# FW 190A-8 wing



## Kingscoy (Nov 17, 2018)

A few years back I posted a thread about the recovery of a fw190A-8 of JG54 back in 1995 when we found the complete port wing, engine, cockpit parts etc. Now the frustrating part of the story...

We received news that in that same area the starboard wing was found last summer...by some guys who were looking for old coins. They found it almost 400 meters from our recovery site! We never ever questioned ourselfs to look that far from the actual crash site. The sad bit is that the guys who found it know that we have this a/c in our museum and are trying to get a lot of money for it...hopefully our negotiation skills will see the starboard wing find its way to our museum. How cool would that be...seeing the compete wing span of a 190 reunited with the rest of the a/c.

Reactions: Like Like:
1 | Like List reactions


----------



## Kingscoy (Nov 17, 2018)

Short YouTube clip...sorry it is in Dutch but will give a good impression of our small museum.

Reactions: Like Like:
1 | Like List reactions


----------



## Airframes (Nov 17, 2018)
◇ ◇ ◇ ◇
Challenge 1: Add 131 to both values of every coordinate pair given as an answer in the listing below, and please write out all of its lines again with that change, leaving the picture out.

Extracted data:
◇ ◇ ◇ ◇
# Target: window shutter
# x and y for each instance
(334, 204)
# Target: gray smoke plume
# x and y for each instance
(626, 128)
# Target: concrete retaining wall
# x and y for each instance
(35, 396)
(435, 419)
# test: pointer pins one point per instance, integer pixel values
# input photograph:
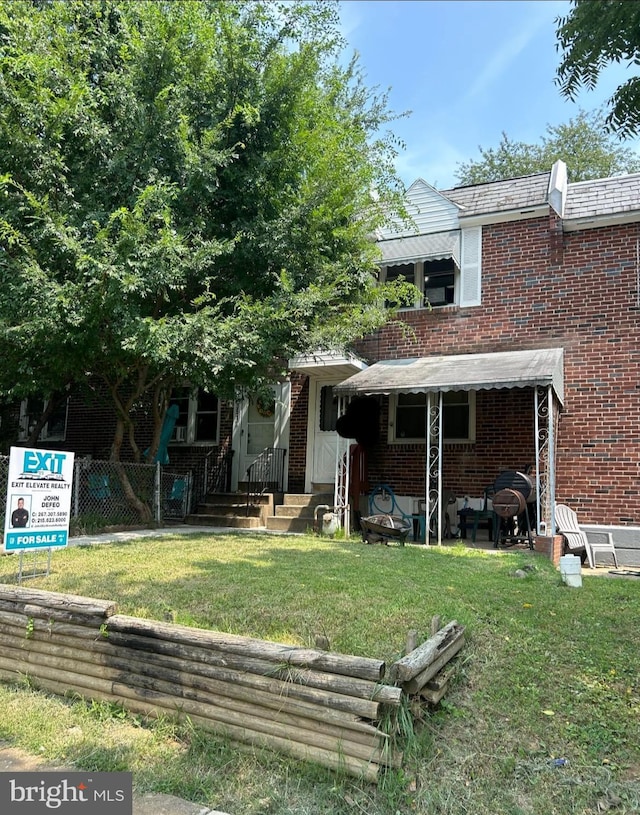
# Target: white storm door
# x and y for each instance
(323, 442)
◇ ◇ ◇ ◇
Challenge 2: Summarize the forum thread about the FW 190A-8 wing above in two sentences.

Problem solution 1:
# Target: window shutter
# x and y for each instance
(465, 335)
# Target: gray smoke plume
# x and y for each instance
(757, 259)
# Target: concrete retaining wall
# x and y for each instance
(166, 527)
(566, 550)
# test: pointer pins one point per instance, integer pixel values
# input photograph:
# Target: white storm door
# x and y for each instance
(454, 573)

Problem solution 2: A poster recalls that in 1995 they recovered the complete port wing, engine and cockpit parts of a JG54 FW 190A-8, and reports that the starboard wing was found last summer by coin hunters almost 400 meters from that recovery site. The finders know the aircraft is in the poster's museum and are seeking a lot of money for the wing, but the poster hopes negotiation will bring it to the museum so the full wingspan can be reunited with the rest of the aircraft.